=== AVAILABLE DATA ===
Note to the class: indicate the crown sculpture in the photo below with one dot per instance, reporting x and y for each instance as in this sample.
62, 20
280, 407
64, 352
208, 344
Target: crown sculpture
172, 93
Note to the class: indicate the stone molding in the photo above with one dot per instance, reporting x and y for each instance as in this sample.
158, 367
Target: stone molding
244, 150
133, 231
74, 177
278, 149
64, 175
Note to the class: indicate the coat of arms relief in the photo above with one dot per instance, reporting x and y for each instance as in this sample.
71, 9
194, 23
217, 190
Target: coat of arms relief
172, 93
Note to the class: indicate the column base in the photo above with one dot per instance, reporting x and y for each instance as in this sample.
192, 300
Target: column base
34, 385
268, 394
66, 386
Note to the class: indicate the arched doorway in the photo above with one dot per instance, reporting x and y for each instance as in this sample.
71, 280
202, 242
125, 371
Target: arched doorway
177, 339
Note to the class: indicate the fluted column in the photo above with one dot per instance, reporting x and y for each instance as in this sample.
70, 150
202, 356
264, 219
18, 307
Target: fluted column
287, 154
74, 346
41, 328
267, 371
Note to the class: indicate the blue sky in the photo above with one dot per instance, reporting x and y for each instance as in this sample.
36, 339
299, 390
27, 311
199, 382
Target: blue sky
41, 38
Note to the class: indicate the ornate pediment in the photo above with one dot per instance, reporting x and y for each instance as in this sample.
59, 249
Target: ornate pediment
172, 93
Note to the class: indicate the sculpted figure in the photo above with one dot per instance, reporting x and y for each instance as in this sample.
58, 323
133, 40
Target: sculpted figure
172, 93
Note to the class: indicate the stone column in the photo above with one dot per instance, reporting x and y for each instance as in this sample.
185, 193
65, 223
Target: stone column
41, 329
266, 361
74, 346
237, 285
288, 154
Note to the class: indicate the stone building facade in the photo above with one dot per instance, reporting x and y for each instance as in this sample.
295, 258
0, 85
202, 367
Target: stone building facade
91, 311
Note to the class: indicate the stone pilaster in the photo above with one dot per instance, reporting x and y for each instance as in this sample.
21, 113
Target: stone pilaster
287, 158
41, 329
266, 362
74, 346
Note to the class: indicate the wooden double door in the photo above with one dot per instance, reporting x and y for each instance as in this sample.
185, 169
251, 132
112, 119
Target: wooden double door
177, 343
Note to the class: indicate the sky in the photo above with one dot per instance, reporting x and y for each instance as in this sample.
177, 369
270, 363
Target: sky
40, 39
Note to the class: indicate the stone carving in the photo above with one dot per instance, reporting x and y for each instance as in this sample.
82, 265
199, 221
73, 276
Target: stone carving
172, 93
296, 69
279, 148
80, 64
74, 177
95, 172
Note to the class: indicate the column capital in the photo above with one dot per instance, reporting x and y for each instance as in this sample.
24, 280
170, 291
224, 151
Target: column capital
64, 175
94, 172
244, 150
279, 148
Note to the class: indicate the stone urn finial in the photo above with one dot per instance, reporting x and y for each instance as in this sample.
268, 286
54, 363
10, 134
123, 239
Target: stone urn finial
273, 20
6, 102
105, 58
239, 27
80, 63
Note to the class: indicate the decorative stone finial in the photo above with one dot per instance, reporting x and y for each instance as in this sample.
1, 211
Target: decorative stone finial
===
— TASK REQUIREMENTS —
For the word "decorative", find all matching lines in the entries above and copy them out.

— ANSWER TO THIS TASK —
Note to the class: indicate the decorative stone finial in the photo above with one dot per instance, reporting x and y for each instance as in this sample.
Target: decorative stone finial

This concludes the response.